▶ The task: In your copy of the data, keep every word exact and include no pictures.

▶ Information provided:

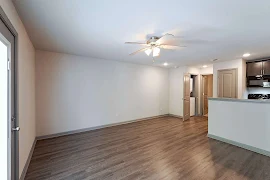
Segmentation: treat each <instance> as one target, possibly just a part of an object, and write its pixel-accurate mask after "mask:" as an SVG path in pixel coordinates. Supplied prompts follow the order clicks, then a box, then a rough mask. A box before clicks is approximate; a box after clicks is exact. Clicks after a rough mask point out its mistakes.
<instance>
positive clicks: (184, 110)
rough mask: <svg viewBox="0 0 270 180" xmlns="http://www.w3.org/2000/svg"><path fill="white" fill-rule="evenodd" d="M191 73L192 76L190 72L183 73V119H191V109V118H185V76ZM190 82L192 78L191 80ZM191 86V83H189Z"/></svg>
mask: <svg viewBox="0 0 270 180" xmlns="http://www.w3.org/2000/svg"><path fill="white" fill-rule="evenodd" d="M187 75H189V78H190V75H191V74H190V73H184V75H183V121H185V120H188V119H190V111H189V118H188V119H185V76H187ZM189 82H190V80H189ZM189 86H190V84H189ZM189 108H190V96H189Z"/></svg>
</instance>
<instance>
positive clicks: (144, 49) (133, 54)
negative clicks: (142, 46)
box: [129, 47, 149, 55]
mask: <svg viewBox="0 0 270 180" xmlns="http://www.w3.org/2000/svg"><path fill="white" fill-rule="evenodd" d="M147 49H149V47H147V48H142V49H139V50H138V51H135V52H133V53H131V54H129V55H134V54H137V53H139V52H142V51H145V50H147Z"/></svg>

▶ The completed task:
Segmentation: treat each <instance> as one target, possibly just a part of an object, and write its pixel-accurate mask after "mask:" as an SVG path in pixel coordinates. Supplied prompts follow the order clicks, then a box, then a rough mask. A box before clicks is approximate; a box after clicks is exact. Clicks after a rough mask point out its mistakes.
<instance>
positive clicks: (184, 110)
rough mask: <svg viewBox="0 0 270 180" xmlns="http://www.w3.org/2000/svg"><path fill="white" fill-rule="evenodd" d="M191 73L192 76L190 72L183 73V119H191V109V118H185V76ZM190 82L192 78L191 80ZM191 86V83H189Z"/></svg>
mask: <svg viewBox="0 0 270 180" xmlns="http://www.w3.org/2000/svg"><path fill="white" fill-rule="evenodd" d="M187 75H189V78H190V75H191V74H190V73H184V75H183V121H185V120H188V119H190V111H189V118H188V119H185V76H187ZM189 82H190V80H189ZM189 86H190V84H189ZM189 108H190V96H189Z"/></svg>
</instance>
<instance>
positive clicks: (144, 49) (133, 54)
negative clicks: (142, 46)
box: [129, 47, 149, 55]
mask: <svg viewBox="0 0 270 180" xmlns="http://www.w3.org/2000/svg"><path fill="white" fill-rule="evenodd" d="M147 49H149V47H147V48H142V49H139V50H138V51H135V52H133V53H131V54H129V55H134V54H137V53H139V52H142V51H145V50H147Z"/></svg>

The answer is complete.